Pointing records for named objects

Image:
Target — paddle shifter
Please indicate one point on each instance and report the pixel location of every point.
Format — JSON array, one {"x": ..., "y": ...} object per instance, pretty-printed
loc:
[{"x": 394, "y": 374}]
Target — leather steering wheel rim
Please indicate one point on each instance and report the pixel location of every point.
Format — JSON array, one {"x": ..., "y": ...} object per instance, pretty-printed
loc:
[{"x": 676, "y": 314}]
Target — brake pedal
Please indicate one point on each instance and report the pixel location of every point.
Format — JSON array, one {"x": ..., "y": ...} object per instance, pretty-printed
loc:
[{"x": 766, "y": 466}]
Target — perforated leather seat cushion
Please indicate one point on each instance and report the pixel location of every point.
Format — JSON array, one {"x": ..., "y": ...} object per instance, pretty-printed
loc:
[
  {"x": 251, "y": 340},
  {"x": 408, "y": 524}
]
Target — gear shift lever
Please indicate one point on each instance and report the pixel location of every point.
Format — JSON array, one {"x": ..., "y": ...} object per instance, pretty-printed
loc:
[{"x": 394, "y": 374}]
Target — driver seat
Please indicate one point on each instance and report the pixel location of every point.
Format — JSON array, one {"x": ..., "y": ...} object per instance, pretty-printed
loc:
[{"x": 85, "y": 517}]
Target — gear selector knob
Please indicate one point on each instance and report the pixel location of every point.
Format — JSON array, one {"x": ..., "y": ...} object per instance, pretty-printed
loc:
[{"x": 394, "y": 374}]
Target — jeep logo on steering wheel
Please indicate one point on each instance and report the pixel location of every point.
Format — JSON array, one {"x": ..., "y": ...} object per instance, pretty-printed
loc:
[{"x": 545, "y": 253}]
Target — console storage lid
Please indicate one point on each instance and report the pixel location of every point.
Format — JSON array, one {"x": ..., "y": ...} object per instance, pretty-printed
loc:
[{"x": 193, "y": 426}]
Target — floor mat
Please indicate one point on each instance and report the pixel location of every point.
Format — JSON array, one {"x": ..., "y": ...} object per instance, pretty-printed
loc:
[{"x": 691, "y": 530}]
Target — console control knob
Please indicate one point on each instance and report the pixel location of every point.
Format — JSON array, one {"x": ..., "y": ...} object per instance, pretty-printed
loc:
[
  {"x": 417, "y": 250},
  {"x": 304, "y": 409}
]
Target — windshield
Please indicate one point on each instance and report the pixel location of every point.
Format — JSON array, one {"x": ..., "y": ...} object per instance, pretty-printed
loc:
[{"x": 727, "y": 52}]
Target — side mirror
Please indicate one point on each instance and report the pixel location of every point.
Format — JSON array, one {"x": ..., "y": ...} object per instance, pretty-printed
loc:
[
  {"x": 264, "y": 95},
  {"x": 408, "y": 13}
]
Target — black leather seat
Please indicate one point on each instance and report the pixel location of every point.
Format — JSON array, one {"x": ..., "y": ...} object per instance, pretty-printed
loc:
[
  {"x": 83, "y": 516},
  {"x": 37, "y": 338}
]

## [WHAT YOU WILL DO]
Please retype the lines from the one containing "Target — black leather seat" through the last line, reproducing each one character for character.

## [SOLUTION TO THIS TASK]
Target — black leather seat
Please indicate one point on each instance and report the pixel location of every point.
Format — JSON array, one {"x": ..., "y": ...} object per instance, pretty-printed
loc:
[
  {"x": 83, "y": 516},
  {"x": 37, "y": 338}
]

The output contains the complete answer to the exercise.